- _EXTRAIT CHOISI_
———

Équipe de post-fouille

  • LALLEMAND David (SAPDA – CD03)
  • LEPINE Guillaume
  • DUCREUX Aurélie
  • LEBLE Geoffrey
  • COLLOMB Camille
  • COLLOMBET Julien
  • FLOTTES Laurie
  • POLINSKI Alexandre
  • ALASCIA MORADO Marianne
  • CHAVOT Clément
  • CAMAGNE Géraldine
  • GILLES Amaury
  • PIGERON Olivier (Groupe Spéléologique Auvergnat)
  • CARAIRE Gabriel (Analyse Géophysique Conseil)

Six mètres sous terre. Archéologie au cœur du futur musée Panoptique à Autun

Six mètres sous terre

Archéologie et étude de bâti au cœur du futur musée Panoptique à Autun

Dans le cadre du projet d’aménagement du musée Panoptique d’Autun (71), les archéologues d’Archeodunum et du Service Archéologique de la Ville d’Autun ont uni leurs efforts pour explorer un espace charnière du futur musée. Dans ces 50 m2 situés au sein de l’hôtel Lacomme, deux mille ans d’histoire sont en cours d’étude, avec comme découverte majeure un tronçon très bien conservé du rempart urbain de l’Antiquité tardive (fig. 1).

 

Fig.1 : Un chantier complexe pour les archéologues et les entreprises chargées de sécuriser les lieux. Au premier plan à gauche, le rempart de l’Antiquité tardive.
Fig. 2 : Aile nord de l’hôtel Lacomme : cotes à atteindre et types d’intervention.

Entre murs et butons : un défi technique

L’objectif assigné aux archéologues est d’atteindre une cote de six mètres sous le sol actuel (fig. 2). Fouiller sur une telle profondeur à l’intérieur d’un Monument Historique n’est pas une mince affaire. Cela nécessite une haute technicité et un travail en collaboration avec de nombreux intervenants : maîtrises d’ouvrage et d’œuvre, cabinets d’études géotechnique et structure, entreprises en charge du confortement du bâtiment. Au fur et à mesure de la fouille, la stabilité du bâtiment a été assurée par des butons et des étais (fig. 1).

Au pied du mur : le rempart, marqueur du castrum de l’Antiquité tardive

Nous sommes au sud de la ville romaine d’Augustodunum/Autun, en marge du centre économique et politique de la capitale des Eduens. Au tournant des IIIe et IVe siècles, la ville se rétracte et se replie sur sa partie haute. Pour protéger cet espace, appelé castrum, un nouveau rempart vient barrer une partie resserrée de la fortification initiale de l’agglomération. Jessy Crochat et son équipe ont pu mettre au jour une portion de cet ouvrage, conservé sur une hauteur de plus de quatre mètres ! Épais d’environ trois mètres, il est fondé sur une à deux assises de blocs de grand appareil (fig. 3 et 4).

———

- _DONNÉES AFFICHÉES_
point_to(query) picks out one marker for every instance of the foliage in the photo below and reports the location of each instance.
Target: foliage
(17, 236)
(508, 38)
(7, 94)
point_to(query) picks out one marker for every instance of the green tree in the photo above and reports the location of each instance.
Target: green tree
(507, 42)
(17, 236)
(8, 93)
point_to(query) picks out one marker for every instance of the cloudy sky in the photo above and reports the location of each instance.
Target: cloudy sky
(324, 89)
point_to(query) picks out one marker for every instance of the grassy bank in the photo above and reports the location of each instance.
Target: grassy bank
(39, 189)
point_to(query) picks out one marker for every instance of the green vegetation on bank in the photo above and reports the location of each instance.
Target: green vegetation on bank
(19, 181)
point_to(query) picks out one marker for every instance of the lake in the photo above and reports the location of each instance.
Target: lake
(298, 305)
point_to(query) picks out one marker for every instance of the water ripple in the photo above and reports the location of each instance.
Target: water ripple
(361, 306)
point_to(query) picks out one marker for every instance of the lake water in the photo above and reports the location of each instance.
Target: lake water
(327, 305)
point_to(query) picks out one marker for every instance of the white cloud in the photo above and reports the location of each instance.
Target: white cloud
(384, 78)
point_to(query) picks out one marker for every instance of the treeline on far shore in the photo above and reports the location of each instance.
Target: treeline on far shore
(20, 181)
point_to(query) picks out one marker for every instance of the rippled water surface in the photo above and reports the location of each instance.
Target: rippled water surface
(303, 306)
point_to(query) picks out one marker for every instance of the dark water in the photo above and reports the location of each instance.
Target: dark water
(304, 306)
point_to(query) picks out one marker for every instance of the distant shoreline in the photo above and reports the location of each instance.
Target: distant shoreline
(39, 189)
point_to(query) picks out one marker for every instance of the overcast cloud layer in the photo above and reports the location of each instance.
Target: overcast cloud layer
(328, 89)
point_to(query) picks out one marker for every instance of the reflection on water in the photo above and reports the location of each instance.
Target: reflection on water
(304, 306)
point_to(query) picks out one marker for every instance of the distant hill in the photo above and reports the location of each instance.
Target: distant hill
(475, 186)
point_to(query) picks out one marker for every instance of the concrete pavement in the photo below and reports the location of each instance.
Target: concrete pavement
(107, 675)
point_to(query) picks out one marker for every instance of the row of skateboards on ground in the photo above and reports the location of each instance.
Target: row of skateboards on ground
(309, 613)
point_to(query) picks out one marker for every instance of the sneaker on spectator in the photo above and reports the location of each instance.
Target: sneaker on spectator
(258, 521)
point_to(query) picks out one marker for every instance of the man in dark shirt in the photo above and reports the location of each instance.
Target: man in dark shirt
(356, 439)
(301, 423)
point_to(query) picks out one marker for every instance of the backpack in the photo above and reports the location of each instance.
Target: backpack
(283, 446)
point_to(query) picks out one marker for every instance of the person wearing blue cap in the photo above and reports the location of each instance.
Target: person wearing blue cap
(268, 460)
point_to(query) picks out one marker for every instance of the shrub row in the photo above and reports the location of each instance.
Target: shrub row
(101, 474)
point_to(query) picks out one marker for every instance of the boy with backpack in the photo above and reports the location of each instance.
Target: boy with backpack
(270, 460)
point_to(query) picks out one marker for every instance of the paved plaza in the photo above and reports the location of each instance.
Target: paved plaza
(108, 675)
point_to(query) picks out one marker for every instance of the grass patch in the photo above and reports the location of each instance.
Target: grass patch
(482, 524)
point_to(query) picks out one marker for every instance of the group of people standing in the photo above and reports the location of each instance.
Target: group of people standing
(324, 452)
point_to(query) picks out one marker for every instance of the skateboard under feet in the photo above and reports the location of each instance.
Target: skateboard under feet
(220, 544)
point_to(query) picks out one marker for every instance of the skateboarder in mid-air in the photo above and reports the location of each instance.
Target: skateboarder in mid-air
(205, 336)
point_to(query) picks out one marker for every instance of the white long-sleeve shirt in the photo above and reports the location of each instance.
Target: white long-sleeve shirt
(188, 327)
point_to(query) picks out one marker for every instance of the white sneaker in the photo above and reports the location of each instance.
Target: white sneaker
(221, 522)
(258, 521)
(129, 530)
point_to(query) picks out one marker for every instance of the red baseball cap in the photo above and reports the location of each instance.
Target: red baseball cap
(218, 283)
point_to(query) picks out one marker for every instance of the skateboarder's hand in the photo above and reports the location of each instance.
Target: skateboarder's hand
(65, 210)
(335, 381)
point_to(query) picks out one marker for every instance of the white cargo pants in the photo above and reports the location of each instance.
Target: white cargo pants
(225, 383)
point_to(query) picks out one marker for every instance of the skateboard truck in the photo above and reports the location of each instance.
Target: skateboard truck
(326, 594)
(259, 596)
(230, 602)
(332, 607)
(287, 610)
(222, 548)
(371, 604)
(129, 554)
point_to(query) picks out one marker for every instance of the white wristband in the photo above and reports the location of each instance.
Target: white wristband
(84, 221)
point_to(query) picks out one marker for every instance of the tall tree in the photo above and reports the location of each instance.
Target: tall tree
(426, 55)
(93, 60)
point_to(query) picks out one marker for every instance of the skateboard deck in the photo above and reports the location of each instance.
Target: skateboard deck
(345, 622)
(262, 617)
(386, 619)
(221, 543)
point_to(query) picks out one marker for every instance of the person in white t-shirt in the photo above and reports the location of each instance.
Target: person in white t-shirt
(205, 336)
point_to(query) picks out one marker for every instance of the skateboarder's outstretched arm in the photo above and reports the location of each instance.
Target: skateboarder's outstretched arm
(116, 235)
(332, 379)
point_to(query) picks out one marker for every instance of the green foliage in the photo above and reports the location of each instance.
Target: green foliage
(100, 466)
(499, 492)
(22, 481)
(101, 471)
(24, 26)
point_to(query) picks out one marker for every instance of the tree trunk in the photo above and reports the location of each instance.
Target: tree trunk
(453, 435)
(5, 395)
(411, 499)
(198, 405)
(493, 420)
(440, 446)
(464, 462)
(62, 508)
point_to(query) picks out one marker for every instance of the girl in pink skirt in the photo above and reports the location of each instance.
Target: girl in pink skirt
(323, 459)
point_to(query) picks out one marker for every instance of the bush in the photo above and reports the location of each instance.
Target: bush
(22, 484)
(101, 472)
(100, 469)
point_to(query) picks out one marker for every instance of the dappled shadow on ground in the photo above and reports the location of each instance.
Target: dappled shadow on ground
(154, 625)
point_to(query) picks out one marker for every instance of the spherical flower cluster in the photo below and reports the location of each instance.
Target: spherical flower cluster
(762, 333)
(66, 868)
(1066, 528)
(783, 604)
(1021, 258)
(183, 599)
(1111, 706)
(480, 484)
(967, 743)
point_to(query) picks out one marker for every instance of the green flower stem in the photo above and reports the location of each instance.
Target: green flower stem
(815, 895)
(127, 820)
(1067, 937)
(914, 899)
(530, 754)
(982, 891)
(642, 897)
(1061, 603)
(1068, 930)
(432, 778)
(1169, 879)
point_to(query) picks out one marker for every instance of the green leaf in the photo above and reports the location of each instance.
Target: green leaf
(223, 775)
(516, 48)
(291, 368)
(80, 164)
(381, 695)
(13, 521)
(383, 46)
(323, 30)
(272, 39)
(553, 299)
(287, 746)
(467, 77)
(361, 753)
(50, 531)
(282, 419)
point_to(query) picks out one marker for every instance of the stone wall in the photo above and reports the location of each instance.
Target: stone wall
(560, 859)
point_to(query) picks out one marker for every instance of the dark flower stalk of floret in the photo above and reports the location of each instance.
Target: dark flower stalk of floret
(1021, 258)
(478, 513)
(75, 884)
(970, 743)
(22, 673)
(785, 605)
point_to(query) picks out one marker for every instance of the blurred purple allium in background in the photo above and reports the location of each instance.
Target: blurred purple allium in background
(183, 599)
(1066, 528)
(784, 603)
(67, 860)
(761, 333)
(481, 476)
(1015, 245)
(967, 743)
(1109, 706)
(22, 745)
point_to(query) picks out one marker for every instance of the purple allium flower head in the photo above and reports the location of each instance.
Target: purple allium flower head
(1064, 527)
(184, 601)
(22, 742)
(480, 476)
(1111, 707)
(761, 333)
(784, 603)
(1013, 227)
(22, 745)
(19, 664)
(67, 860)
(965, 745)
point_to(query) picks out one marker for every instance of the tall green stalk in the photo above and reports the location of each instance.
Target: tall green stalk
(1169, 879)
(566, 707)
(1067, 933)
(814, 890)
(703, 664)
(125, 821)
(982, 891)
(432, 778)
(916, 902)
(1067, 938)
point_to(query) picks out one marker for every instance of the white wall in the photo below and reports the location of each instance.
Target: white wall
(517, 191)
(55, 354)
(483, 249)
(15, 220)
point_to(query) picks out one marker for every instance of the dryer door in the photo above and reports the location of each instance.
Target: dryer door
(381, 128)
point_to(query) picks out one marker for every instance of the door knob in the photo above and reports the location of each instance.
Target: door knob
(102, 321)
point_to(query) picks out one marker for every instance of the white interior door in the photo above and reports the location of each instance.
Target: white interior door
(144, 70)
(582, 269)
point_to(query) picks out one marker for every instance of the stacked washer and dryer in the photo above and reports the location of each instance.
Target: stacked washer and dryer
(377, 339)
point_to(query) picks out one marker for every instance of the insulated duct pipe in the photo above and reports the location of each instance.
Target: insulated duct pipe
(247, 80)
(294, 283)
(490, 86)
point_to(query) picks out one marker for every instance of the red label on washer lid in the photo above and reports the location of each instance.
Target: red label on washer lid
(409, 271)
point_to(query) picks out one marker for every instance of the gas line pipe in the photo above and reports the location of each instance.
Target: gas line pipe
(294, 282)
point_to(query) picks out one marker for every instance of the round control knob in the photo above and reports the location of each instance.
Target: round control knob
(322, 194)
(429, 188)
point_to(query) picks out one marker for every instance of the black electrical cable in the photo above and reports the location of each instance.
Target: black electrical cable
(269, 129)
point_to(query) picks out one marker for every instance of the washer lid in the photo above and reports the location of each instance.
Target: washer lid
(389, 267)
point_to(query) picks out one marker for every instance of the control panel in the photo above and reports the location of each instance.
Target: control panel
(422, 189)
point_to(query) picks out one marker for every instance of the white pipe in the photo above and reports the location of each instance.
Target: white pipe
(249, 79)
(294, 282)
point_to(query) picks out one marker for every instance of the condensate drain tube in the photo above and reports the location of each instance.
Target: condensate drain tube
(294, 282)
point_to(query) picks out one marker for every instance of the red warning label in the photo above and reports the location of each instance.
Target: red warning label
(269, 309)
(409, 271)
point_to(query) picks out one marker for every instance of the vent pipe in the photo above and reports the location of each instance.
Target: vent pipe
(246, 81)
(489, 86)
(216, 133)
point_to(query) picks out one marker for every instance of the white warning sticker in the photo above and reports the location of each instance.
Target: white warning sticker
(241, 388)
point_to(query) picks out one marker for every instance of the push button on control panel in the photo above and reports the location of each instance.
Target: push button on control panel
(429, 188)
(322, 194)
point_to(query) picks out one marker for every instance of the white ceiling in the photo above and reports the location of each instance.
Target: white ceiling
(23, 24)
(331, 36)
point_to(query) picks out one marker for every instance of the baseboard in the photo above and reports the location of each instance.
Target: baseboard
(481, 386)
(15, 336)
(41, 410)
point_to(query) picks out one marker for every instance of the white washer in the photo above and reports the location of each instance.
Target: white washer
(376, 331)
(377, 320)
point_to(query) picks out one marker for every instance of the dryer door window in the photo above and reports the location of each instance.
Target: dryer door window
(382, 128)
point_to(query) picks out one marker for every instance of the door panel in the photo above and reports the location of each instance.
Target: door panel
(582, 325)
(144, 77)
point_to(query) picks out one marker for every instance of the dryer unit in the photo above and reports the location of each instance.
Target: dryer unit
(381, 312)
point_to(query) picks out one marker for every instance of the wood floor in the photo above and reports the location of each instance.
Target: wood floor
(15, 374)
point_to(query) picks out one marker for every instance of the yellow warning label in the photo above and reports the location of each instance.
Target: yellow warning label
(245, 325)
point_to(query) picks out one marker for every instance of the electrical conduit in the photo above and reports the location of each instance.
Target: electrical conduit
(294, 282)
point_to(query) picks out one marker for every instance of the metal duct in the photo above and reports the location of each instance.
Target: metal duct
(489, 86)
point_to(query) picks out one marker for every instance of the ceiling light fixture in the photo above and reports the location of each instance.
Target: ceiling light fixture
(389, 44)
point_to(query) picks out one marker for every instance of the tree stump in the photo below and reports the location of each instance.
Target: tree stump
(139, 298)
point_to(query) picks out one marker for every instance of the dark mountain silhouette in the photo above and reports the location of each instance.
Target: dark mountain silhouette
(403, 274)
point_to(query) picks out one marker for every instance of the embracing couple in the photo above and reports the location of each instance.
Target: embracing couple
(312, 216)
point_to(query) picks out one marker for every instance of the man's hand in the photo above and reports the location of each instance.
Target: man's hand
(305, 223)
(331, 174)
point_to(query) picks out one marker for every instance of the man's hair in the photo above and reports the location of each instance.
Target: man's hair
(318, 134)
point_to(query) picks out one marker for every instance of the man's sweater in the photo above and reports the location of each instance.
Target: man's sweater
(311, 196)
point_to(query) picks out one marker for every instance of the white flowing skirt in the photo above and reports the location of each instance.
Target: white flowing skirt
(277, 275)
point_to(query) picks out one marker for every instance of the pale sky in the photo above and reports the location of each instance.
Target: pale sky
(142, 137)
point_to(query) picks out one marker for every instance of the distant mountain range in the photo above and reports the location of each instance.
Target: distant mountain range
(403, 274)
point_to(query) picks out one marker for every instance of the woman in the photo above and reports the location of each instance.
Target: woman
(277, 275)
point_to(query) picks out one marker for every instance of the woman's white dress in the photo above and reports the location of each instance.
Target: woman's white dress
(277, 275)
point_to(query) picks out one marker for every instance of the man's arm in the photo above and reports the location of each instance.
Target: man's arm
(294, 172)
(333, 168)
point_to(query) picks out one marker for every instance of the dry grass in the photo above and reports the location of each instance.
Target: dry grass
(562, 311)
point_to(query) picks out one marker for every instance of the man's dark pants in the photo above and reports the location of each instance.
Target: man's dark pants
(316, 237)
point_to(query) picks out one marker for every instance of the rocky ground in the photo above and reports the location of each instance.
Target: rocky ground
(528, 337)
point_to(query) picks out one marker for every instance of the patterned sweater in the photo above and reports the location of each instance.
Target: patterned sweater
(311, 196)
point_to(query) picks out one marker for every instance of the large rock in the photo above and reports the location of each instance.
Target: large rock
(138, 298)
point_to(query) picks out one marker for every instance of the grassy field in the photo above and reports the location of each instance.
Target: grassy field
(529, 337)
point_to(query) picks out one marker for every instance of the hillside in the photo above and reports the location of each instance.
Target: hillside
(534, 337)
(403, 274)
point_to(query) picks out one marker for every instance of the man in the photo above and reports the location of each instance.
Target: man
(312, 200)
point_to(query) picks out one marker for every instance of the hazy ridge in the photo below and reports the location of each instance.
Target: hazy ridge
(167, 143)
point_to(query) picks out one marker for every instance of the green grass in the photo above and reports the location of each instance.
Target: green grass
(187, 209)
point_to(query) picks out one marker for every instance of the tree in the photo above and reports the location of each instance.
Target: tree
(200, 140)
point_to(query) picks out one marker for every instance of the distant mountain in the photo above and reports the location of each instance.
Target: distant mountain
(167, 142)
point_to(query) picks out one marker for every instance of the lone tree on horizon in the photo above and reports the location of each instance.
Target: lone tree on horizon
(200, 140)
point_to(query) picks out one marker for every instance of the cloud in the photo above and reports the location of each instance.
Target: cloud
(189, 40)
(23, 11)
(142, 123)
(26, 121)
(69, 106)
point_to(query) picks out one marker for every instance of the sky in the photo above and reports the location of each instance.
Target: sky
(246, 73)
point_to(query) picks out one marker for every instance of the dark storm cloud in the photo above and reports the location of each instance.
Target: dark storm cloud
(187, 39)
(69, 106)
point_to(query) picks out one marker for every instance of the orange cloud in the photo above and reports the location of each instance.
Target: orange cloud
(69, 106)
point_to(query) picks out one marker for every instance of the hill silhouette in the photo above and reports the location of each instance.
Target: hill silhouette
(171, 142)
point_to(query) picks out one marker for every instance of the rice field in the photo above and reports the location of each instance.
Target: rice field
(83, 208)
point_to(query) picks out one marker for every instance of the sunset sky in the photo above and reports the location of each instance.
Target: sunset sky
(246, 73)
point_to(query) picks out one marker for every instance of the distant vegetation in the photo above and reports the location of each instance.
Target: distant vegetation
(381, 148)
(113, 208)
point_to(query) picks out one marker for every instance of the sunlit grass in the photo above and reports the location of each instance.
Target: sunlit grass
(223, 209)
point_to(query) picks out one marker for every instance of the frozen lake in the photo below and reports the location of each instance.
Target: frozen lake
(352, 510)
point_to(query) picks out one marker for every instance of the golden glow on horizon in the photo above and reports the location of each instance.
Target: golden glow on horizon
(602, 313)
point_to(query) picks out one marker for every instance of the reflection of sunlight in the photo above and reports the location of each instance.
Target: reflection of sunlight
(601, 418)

———

- _CONSIGNES_
1. Indiquez si chacune des affirmations suivantes concorde avec l'extrait sur les fouilles du musée Panoptique d'Autun, en citant à l'identique les mots du texte qui tranchent : (a) l'espace étudié dans l'hôtel Lacomme mesure 50 m2 ; (b) les archéologues doivent atteindre une cote de quatre mètres sous le sol actuel ; (c) le rempart mis au jour est épais d'environ trois mètres.
2. D'après l'extrait sur les fouilles du musée Panoptique d'Autun, par quels moyens la stabilité du bâtiment a-t-elle été assurée au fur et à mesure de la fouille ?
3. Rédigez la suite de l'extrait sur les fouilles du musée Panoptique d'Autun à partir de sa dernière phrase.

- _RÉPONSES_
1.
(a) Oui : « Dans ces 50 m2 situés au sein de l’hôtel Lacomme ».
(b) Non : « atteindre une cote de six mètres sous le sol actuel ».
(c) Oui : « Épais d’environ trois mètres ».

2. Par des butons et des étais.

3.
Fig. 3 : Des blocs de grand appareil forment la base du rempart (à gauche). Le géomorphologue fait un sondage à la tarière pour mieux comprendre la nature du terrain.
Fig. 4 : Angle nord-est de l’hôtel Lacomme : vue schématique des principaux vestiges.

Du castrum à la ville médiévale

Durant l’Antiquité tardive et le haut Moyen Âge, l’espace fouillé est hors des murs de la ville. Pour assurer une bonne défense, aucun bâtiment n’est construit contre le rempart. Seuls plusieurs niveaux de sol, et de nombreux rejets de céramiques et d’os d’animaux attestent d’une fréquentation régulière à cet endroit, situé à proximité d’une des portes majeures du castrum.

Durant l’époque carolingienne, des tours sont ajoutées contre le parement extérieur. Dans la zone explorée, un mur est peut-être à rattacher à ce remaniement (fig. 5). Le XIIe siècle voit une nouvelle modification des fortifications. Un rempart est édifié une cinquantaine de mètres en aval. Ayant perdu sa fonction d’origine, le mur du castrum sert de fondation à de nouveaux bâtiments. Donnant sur la rue des Bancs, une cave est installée contre le rempart (voir fig. 2). Plusieurs murs situés dans l’espace de la fouille correspondent également à cette réappropriation de l’espace urbain.

Fig. 5 : À gauche, mur d’une tour carolingienne (?), intégré à la fin du Moyen Âge dans une fosse maçonnée (à droite).
Fig. 6 : Écailles et arêtes de poissons. Largeur de l’amas, 5 cm.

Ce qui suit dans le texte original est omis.